SHORT TASK: Please recast every line from the one containing "Target: pink flower" through the final line of the items below, both ends included, as a JSON list of strings with one string per line, skipping blank lines.

▶

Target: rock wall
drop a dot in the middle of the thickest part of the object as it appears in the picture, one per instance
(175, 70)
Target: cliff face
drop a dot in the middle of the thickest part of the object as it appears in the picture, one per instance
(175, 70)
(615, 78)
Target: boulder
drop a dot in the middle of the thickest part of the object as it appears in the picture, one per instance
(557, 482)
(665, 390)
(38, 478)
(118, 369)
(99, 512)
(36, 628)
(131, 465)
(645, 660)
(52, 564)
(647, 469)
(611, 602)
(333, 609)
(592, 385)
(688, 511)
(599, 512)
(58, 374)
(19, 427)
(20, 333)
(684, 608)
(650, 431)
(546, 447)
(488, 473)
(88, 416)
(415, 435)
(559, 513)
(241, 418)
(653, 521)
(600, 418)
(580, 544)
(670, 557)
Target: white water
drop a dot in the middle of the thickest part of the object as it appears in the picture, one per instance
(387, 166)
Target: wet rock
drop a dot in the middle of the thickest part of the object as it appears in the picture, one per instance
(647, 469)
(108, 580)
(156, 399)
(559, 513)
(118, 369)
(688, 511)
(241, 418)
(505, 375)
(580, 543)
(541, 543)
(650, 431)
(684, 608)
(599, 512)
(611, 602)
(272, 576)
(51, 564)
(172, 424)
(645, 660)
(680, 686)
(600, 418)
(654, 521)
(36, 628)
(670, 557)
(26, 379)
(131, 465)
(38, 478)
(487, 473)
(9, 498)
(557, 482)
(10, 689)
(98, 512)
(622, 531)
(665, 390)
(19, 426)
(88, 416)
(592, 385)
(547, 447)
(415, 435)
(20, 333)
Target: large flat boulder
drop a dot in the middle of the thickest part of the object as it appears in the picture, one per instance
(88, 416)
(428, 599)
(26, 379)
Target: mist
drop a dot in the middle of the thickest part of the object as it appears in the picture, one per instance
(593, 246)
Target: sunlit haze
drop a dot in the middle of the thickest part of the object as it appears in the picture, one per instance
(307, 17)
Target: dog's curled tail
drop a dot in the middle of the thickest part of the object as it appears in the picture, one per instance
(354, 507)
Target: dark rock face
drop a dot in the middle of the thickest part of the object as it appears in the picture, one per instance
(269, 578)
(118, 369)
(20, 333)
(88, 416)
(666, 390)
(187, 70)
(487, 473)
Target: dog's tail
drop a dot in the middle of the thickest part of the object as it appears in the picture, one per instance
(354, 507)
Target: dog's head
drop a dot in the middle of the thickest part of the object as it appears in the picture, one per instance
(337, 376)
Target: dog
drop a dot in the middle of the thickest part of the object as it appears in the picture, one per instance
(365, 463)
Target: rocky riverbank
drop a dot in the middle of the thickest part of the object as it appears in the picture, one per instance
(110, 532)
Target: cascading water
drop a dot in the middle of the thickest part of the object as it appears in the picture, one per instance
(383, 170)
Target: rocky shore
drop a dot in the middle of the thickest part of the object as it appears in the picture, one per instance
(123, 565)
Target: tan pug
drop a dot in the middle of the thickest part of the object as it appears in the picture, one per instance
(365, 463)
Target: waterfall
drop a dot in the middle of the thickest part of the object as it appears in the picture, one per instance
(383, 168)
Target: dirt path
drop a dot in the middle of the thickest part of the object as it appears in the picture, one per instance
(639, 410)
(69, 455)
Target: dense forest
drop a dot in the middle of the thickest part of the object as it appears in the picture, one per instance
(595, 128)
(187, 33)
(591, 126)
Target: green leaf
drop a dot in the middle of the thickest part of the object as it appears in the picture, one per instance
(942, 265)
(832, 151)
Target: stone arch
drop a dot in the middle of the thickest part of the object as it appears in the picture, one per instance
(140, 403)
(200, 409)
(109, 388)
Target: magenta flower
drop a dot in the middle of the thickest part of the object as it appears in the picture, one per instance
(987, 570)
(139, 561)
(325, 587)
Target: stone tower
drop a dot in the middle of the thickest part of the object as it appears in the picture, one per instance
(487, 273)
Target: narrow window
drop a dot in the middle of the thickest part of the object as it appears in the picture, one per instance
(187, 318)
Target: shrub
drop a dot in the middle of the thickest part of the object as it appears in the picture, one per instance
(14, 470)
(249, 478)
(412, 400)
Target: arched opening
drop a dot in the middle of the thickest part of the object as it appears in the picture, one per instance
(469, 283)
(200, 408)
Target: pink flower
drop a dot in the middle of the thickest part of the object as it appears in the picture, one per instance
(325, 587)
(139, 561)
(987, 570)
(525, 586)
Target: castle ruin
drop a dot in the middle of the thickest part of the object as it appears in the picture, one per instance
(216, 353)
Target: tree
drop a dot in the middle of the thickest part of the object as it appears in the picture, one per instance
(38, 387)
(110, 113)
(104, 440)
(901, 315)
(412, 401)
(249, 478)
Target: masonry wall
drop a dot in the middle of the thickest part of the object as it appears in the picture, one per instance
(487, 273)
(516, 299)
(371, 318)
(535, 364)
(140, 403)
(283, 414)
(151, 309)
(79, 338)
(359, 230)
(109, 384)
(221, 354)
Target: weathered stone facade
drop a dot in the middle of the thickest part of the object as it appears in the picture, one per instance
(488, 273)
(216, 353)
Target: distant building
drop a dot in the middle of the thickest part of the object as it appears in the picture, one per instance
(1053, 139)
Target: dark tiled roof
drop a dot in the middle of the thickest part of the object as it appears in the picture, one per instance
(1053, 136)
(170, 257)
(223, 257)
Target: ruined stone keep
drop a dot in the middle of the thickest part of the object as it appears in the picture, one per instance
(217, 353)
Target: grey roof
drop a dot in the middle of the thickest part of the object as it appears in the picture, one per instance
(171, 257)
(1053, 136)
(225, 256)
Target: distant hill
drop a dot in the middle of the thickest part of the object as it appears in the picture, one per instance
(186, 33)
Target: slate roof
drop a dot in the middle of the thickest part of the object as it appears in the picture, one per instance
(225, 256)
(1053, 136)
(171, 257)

◀

THE RESPONSE:
[
  "Target: pink flower",
  "drop a dot in the middle of the thickest part of the object as it appears in the picture, one per instance",
  "(325, 587)",
  "(139, 561)",
  "(987, 570)",
  "(525, 586)",
  "Target: castle ruin",
  "drop a dot in the middle of the thickest part of the object as it appears in the picture, one per instance",
  "(216, 353)",
  "Target: tree",
  "drop a dot in the middle of the thickest part of the object as it appears in the picture, one per instance",
  "(38, 387)",
  "(110, 113)",
  "(104, 440)",
  "(901, 315)",
  "(412, 401)",
  "(249, 478)",
  "Target: masonry wall",
  "drop a dot in the middle of the thickest part of the object as it appears in the picture, one per instance",
  "(487, 273)",
  "(516, 299)",
  "(371, 318)",
  "(535, 364)",
  "(140, 403)",
  "(283, 414)",
  "(151, 309)",
  "(79, 338)",
  "(359, 230)",
  "(109, 384)",
  "(221, 354)",
  "Target: weathered stone facade",
  "drop a dot in the middle of the thickest part of the object as it appears in the picture, one per instance",
  "(488, 273)",
  "(216, 353)",
  "Target: distant building",
  "drop a dot in the middle of the thickest part of the object as it appears in the picture, one per instance",
  "(1053, 139)",
  "Target: dark tiled roof",
  "drop a dot in the middle of the thickest part of the object as it appears in the picture, one per instance",
  "(1053, 136)",
  "(170, 257)",
  "(223, 257)",
  "Target: ruined stone keep",
  "drop a dot in the middle of the thickest part of the object as it appears in the picture, one per instance",
  "(217, 353)",
  "Target: grey roof",
  "drop a dot in the middle of the thickest part of the object as it appears in the picture, one per instance",
  "(171, 257)",
  "(1053, 136)",
  "(225, 256)",
  "Target: distant hill",
  "drop a dot in the middle of the thickest part of the object as it appears in the picture, one per instance",
  "(186, 33)",
  "Target: slate roof",
  "drop a dot in the middle of the thickest part of the object as it appears in the picture, one per instance",
  "(225, 256)",
  "(1053, 136)",
  "(171, 257)"
]